→ Your goal: Could you retype exactly the lines running from the line with "Return the polygon of every instance of the white" to the end of the data, both included, and nothing else?

→ Task material:
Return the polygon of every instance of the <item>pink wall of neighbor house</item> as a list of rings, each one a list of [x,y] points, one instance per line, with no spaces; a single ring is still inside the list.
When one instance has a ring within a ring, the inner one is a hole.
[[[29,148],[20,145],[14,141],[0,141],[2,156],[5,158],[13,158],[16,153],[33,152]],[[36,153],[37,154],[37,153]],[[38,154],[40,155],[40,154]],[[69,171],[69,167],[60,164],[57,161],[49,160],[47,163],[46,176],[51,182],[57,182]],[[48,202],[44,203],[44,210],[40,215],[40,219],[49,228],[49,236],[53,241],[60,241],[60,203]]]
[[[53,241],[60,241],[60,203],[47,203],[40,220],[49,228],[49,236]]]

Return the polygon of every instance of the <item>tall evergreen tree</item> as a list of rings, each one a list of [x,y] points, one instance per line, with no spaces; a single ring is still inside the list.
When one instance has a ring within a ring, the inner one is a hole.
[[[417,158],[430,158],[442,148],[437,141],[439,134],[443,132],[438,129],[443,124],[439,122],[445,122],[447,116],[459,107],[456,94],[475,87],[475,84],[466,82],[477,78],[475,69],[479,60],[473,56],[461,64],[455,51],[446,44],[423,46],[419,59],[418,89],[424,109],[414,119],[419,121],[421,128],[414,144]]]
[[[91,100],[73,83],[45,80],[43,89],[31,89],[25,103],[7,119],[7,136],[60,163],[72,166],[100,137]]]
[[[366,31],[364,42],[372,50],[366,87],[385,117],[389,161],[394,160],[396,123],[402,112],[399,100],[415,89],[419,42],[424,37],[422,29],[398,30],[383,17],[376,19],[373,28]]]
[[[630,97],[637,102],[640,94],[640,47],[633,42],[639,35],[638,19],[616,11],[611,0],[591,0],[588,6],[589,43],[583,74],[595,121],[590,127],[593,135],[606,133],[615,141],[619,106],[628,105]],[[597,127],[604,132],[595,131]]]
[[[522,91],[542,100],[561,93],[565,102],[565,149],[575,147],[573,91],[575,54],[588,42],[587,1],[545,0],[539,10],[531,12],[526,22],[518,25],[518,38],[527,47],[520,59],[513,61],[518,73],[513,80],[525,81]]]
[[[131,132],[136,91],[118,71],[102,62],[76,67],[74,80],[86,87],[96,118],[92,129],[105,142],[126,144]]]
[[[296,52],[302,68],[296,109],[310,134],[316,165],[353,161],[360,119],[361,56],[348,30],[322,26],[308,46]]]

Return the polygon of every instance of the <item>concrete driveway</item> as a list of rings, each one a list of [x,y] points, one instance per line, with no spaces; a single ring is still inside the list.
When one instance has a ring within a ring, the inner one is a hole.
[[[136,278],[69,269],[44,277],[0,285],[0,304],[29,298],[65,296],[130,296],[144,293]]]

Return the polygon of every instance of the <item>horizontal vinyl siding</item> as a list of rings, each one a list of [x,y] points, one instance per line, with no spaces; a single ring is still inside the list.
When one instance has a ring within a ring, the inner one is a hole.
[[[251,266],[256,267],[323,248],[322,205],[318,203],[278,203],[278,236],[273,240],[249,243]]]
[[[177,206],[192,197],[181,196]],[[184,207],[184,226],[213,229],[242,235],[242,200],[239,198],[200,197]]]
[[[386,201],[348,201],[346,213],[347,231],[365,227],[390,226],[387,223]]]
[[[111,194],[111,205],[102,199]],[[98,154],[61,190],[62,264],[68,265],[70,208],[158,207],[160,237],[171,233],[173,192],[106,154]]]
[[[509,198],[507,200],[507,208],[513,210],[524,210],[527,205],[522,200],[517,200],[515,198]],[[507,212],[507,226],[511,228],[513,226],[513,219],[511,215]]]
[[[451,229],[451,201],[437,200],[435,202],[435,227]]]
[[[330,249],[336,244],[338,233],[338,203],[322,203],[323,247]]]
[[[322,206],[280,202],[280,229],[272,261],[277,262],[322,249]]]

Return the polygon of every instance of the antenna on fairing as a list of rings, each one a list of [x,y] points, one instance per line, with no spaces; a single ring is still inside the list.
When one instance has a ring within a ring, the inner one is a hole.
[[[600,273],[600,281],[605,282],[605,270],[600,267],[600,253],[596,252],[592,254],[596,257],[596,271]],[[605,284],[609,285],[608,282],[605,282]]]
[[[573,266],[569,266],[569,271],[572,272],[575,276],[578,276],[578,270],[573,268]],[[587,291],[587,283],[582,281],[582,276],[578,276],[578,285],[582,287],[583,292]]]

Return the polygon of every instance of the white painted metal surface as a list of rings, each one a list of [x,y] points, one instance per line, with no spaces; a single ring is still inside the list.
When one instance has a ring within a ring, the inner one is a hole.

→ Output of the task:
Return the polygon of every instance of the white painted metal surface as a list of rings, each one a list of [x,y] points, one instance per line, with no spaces; a single ring is still inside the list.
When one instance has a ring within a ring, the inner one is a hole.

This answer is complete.